▸ **OBJECTIVE**
Please count the lines in the data below that contain the word "jeans", matching case exactly, and give only that number.

▸ **Region annotation data**
——————

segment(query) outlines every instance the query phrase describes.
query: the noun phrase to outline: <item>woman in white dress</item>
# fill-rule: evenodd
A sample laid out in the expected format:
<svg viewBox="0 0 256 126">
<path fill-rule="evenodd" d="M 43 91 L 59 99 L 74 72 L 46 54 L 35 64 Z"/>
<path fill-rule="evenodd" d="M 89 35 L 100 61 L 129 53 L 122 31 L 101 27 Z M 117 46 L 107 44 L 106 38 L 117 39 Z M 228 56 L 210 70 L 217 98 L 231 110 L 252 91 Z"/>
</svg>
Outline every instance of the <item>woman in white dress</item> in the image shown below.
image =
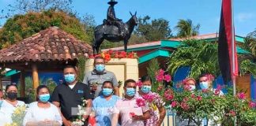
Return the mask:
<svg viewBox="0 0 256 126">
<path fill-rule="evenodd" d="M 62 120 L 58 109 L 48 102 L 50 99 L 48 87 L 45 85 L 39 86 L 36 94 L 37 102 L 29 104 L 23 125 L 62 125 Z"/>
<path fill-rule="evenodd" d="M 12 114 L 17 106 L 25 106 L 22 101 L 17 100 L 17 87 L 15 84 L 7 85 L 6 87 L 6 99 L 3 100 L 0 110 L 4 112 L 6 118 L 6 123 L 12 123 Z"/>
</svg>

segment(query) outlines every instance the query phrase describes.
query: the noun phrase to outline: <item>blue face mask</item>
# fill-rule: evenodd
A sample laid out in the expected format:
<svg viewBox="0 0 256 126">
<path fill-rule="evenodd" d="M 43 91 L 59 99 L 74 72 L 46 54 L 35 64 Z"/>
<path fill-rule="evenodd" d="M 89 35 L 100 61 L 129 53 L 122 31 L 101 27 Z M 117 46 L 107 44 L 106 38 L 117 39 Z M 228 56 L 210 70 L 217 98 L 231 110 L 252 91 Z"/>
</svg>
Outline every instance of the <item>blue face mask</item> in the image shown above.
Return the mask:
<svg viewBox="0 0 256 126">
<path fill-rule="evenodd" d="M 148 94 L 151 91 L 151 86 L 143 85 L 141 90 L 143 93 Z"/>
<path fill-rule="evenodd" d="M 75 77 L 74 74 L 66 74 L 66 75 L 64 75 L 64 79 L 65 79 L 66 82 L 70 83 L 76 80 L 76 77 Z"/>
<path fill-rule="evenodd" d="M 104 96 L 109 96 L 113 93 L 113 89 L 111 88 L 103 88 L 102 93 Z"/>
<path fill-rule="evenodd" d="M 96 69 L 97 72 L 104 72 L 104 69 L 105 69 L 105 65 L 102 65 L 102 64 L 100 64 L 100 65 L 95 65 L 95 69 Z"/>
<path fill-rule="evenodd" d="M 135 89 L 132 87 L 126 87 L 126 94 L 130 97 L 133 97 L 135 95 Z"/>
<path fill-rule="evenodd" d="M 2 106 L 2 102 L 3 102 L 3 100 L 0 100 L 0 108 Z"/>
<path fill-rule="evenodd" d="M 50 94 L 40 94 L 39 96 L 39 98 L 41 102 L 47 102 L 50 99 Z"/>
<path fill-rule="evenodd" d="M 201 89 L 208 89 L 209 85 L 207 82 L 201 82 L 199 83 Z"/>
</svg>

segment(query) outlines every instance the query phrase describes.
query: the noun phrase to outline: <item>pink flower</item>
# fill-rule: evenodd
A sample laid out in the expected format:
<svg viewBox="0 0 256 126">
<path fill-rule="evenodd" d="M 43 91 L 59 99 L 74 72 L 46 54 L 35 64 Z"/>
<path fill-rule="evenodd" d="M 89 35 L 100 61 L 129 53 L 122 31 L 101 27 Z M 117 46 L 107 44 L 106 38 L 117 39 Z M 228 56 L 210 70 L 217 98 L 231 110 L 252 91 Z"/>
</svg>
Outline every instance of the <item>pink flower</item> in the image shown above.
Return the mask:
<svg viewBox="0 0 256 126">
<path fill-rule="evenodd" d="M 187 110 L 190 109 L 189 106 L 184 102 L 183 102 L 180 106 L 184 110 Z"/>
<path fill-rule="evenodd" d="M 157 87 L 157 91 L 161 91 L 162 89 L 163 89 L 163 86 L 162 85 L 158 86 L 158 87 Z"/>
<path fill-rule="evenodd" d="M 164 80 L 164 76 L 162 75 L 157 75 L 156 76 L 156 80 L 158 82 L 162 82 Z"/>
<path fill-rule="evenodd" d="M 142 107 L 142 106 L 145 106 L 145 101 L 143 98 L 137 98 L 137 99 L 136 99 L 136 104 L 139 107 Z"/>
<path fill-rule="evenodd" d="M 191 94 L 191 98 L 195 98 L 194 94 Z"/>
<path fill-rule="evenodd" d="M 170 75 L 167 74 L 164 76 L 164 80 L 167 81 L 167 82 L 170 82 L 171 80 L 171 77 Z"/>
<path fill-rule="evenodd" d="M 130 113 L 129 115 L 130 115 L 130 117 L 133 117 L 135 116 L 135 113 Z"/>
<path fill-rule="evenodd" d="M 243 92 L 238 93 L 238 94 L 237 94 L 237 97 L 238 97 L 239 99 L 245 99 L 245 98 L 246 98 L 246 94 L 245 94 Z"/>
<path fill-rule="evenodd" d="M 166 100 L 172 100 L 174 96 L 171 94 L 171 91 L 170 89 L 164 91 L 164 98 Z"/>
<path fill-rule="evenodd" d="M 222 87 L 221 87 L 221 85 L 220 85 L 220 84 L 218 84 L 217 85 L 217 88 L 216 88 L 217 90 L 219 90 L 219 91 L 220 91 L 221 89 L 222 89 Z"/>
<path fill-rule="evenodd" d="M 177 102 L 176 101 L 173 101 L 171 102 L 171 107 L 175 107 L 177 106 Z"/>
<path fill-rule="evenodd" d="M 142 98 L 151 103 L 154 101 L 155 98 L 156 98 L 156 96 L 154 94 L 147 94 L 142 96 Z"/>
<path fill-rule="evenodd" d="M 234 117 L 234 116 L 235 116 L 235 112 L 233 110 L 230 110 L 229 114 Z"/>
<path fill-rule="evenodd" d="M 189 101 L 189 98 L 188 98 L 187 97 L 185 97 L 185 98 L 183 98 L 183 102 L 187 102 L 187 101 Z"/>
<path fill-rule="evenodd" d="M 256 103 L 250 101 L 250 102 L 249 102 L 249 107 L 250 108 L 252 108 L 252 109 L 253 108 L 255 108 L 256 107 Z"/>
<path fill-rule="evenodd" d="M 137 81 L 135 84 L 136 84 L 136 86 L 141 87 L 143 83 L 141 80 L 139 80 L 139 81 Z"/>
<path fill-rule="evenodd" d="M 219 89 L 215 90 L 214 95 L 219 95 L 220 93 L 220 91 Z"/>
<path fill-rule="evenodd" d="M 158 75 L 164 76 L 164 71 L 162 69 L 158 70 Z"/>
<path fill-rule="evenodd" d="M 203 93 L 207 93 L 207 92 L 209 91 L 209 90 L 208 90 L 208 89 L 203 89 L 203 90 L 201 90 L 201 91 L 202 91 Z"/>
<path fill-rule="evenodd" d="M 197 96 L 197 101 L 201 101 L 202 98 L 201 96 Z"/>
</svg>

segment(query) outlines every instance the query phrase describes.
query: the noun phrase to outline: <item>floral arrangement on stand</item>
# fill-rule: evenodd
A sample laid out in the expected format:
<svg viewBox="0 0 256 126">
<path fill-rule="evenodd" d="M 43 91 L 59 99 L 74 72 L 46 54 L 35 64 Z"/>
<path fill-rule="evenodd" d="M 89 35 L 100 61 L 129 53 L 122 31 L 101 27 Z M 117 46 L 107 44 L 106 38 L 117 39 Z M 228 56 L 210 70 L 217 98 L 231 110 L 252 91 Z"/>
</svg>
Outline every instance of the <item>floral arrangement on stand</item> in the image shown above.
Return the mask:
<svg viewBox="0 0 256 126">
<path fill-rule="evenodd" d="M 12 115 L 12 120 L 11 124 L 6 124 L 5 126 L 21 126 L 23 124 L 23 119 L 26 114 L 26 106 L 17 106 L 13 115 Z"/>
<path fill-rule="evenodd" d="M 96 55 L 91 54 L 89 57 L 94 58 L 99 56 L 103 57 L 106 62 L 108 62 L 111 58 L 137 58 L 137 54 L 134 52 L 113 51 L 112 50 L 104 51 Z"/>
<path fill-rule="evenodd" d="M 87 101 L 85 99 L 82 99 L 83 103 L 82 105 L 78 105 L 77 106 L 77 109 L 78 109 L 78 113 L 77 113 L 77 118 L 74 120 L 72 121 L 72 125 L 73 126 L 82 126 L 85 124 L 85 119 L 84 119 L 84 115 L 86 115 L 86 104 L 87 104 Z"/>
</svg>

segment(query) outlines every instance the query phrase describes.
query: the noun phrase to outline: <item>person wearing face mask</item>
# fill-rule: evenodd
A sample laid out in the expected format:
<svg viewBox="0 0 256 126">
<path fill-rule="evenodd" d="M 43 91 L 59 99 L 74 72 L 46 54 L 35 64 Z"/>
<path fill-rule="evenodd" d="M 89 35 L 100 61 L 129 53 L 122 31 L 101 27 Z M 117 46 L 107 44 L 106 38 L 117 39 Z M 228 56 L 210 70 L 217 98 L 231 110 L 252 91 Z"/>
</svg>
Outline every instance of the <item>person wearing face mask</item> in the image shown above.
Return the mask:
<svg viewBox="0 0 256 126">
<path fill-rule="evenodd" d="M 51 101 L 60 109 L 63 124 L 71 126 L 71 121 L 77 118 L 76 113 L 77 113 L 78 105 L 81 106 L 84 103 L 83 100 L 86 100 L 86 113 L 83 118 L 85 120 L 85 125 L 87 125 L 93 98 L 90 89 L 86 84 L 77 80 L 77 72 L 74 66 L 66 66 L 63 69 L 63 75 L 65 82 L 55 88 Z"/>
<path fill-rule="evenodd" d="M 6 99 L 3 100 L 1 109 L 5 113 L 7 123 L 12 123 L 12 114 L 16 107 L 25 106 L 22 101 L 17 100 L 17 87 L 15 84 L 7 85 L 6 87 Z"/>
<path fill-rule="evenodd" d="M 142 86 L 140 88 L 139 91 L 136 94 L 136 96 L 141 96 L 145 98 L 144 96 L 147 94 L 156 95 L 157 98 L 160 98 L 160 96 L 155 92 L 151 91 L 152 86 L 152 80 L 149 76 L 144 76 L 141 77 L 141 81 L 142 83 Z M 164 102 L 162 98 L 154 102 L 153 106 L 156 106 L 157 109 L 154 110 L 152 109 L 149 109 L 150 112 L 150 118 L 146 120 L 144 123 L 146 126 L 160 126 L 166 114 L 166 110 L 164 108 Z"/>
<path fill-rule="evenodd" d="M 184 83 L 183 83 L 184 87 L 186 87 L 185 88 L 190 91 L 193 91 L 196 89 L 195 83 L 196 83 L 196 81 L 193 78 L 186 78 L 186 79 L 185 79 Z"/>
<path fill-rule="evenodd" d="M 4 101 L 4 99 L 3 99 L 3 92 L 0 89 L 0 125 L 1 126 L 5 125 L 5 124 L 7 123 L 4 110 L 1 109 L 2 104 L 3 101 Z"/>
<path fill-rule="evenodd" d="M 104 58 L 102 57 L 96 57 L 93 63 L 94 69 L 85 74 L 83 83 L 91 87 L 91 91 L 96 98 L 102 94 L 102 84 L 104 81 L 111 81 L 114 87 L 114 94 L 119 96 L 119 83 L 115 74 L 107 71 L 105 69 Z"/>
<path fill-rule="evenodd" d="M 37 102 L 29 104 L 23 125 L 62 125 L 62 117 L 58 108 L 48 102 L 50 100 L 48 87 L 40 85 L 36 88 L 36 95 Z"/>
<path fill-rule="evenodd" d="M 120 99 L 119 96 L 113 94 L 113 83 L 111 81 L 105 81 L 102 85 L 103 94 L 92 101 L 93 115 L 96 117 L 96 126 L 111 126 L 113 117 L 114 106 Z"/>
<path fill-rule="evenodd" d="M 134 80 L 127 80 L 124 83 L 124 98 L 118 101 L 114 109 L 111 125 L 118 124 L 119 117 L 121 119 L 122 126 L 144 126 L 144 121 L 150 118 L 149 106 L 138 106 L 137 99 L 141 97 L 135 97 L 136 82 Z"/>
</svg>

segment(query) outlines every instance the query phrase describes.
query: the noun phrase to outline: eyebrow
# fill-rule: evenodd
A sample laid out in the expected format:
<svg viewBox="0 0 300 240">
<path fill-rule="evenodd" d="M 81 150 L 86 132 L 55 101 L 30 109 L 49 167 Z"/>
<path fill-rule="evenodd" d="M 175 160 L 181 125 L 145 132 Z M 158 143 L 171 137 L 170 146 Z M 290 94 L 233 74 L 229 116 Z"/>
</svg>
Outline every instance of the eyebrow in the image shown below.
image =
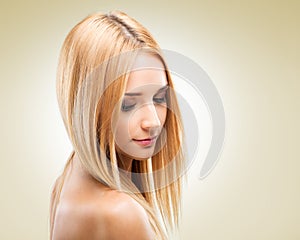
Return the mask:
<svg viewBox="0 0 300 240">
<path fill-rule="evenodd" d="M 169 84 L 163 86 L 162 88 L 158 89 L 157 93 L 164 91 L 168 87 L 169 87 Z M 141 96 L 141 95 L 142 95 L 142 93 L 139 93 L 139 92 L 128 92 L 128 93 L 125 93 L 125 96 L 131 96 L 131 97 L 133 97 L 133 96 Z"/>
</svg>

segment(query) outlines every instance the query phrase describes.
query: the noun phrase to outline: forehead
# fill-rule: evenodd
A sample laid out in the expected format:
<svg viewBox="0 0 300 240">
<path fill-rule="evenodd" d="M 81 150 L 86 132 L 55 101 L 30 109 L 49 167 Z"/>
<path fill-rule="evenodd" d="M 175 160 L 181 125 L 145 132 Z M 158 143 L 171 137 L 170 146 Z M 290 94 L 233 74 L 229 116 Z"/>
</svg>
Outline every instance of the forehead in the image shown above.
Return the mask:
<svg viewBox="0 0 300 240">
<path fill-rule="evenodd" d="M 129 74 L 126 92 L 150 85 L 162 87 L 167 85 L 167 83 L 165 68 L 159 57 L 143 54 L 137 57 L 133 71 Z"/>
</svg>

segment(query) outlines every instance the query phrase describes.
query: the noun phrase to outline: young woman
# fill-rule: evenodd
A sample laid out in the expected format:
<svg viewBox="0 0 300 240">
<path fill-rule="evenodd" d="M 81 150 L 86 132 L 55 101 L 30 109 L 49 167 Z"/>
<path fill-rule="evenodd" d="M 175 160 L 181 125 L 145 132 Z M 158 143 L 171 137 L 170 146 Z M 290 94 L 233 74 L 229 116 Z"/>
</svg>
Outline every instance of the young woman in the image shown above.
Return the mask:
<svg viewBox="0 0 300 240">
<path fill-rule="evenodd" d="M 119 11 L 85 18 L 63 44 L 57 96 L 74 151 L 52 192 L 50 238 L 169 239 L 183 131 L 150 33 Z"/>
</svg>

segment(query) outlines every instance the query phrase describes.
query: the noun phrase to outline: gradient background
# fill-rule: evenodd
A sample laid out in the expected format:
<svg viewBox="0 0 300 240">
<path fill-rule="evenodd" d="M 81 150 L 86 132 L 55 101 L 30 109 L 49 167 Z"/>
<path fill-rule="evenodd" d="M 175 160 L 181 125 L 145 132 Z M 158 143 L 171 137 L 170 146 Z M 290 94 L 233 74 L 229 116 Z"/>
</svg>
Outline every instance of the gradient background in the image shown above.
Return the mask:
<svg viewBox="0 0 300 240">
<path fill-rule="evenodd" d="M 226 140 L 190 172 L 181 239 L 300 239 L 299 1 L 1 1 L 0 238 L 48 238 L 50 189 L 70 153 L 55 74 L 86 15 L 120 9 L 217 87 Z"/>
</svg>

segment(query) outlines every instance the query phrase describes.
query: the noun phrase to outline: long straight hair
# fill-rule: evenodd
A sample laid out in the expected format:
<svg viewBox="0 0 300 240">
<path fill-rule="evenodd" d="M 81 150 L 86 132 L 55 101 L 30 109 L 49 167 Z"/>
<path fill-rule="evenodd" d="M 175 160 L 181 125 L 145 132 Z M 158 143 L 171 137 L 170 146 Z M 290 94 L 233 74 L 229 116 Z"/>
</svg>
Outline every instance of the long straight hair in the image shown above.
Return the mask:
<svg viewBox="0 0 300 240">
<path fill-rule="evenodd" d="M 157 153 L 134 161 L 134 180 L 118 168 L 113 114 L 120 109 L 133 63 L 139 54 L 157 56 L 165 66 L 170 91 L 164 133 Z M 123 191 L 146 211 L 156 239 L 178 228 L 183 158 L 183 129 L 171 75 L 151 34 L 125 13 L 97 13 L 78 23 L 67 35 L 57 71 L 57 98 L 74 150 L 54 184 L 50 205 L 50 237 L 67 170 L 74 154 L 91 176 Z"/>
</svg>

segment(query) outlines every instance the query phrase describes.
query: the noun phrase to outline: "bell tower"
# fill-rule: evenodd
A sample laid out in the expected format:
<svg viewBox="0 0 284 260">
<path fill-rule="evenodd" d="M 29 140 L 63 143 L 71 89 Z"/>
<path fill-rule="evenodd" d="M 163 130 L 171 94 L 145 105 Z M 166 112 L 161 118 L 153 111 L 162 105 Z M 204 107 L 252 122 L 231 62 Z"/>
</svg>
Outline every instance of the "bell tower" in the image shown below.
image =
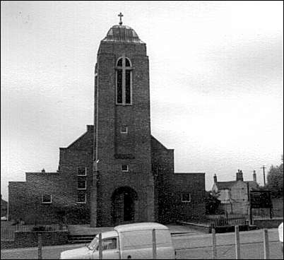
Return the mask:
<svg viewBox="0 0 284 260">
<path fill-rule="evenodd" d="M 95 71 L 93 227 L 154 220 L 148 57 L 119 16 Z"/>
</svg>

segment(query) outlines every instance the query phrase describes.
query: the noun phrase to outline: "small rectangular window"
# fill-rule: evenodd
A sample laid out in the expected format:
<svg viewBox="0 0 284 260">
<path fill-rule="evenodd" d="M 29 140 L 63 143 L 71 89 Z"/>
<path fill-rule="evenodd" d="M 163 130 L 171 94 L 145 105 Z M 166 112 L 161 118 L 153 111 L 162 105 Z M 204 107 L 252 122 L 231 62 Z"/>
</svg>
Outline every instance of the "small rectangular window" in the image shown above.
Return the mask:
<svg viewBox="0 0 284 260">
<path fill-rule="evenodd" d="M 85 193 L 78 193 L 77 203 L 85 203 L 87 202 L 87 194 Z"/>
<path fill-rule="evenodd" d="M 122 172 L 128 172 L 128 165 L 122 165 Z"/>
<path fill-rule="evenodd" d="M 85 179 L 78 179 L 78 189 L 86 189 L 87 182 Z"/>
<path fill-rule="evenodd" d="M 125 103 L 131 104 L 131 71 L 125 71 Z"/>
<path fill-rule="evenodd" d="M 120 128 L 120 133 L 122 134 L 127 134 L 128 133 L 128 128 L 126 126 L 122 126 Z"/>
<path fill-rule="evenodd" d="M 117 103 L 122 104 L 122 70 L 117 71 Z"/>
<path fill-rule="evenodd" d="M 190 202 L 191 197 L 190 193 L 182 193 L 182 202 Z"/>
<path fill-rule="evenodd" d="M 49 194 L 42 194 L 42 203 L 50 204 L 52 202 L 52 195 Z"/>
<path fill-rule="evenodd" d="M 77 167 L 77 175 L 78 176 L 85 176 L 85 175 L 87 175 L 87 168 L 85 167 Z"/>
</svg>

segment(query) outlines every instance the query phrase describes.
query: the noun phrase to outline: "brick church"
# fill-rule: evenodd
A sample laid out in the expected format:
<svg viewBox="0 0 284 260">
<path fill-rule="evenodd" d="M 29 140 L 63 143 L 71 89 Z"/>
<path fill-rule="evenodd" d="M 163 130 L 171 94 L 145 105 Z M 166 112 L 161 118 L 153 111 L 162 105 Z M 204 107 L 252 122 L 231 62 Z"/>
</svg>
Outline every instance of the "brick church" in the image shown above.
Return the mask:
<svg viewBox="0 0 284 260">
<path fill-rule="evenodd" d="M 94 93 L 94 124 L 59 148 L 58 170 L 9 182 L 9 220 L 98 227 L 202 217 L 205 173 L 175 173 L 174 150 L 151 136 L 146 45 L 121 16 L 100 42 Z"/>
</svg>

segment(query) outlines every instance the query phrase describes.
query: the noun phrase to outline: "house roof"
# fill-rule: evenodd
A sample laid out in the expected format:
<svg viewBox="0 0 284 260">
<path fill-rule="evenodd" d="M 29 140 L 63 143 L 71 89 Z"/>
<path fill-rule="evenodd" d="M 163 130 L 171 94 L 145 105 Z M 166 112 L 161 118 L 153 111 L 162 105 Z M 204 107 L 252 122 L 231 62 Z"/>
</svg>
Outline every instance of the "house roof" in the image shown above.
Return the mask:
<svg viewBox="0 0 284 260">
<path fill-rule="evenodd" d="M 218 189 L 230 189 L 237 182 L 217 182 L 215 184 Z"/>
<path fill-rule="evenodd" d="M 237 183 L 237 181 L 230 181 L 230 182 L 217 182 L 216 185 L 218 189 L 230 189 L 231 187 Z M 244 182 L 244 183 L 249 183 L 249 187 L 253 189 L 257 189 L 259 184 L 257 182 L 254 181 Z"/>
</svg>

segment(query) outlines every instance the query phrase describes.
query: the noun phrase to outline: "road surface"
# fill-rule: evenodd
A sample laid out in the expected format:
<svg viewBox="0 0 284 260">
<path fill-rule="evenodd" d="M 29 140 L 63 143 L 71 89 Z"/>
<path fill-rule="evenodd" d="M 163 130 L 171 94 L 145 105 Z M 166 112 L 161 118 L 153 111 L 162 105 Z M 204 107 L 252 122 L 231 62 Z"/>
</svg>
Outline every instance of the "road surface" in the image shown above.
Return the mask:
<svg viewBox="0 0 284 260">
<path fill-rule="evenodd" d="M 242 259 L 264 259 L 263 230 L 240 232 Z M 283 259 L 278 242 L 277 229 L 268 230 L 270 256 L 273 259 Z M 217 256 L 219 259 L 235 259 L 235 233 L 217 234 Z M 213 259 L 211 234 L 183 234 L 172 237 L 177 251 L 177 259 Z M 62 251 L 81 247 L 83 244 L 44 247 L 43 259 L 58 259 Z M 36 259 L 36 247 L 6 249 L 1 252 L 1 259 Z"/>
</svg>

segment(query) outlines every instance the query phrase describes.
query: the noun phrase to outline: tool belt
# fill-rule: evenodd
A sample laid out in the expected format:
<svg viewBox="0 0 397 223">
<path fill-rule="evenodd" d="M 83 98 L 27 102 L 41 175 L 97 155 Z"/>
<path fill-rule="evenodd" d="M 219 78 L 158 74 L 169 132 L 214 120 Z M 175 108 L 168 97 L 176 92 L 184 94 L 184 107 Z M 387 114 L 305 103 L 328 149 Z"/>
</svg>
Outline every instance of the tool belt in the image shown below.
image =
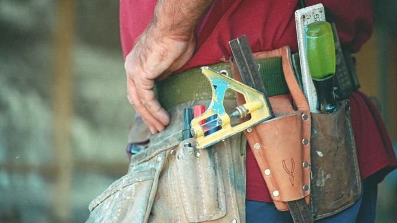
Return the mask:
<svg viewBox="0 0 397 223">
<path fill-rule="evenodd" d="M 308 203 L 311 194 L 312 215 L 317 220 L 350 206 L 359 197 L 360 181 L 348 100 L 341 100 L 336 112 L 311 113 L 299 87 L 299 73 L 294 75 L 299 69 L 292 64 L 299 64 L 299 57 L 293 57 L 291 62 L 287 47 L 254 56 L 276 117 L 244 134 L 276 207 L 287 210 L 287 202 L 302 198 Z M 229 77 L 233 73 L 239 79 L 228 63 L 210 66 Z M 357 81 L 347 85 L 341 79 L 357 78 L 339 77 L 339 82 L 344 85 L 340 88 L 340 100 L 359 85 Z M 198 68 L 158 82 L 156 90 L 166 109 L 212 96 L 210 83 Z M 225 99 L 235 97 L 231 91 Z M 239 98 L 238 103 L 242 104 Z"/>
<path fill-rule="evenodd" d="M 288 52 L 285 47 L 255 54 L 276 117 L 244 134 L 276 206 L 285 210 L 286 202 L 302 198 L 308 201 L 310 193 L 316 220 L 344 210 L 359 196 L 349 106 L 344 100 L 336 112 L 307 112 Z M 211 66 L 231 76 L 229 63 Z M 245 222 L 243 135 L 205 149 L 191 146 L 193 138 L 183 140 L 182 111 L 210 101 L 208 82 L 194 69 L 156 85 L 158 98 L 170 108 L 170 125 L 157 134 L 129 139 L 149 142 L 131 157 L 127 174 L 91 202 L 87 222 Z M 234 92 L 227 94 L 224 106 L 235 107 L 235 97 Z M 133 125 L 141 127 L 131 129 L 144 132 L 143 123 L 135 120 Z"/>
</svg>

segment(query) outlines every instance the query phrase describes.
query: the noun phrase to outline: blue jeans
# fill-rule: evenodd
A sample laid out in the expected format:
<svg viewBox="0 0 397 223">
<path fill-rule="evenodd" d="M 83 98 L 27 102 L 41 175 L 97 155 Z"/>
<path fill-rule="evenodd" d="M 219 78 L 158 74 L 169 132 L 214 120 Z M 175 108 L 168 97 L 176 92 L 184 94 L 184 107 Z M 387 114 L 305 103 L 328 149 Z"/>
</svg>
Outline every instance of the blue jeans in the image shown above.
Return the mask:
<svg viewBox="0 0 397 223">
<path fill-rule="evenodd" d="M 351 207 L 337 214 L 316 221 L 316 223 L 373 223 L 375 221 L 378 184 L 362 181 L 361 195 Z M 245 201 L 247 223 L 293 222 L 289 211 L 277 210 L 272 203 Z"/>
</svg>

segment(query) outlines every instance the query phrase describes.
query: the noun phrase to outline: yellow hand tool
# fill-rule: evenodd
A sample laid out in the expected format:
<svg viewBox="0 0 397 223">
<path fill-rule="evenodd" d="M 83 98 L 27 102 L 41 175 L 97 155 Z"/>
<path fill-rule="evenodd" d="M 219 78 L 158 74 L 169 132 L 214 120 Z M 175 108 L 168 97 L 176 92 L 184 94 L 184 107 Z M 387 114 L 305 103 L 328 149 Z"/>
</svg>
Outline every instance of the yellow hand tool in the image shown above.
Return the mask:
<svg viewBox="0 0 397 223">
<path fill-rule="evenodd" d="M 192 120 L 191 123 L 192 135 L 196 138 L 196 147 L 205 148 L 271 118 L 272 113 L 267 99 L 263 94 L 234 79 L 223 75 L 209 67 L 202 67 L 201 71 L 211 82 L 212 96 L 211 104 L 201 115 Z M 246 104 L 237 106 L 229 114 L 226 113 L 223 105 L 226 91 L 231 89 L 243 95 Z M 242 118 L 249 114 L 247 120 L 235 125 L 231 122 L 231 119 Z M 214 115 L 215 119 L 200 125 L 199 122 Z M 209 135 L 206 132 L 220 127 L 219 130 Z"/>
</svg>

——————

▸ **OUTPUT OF THE TASK**
2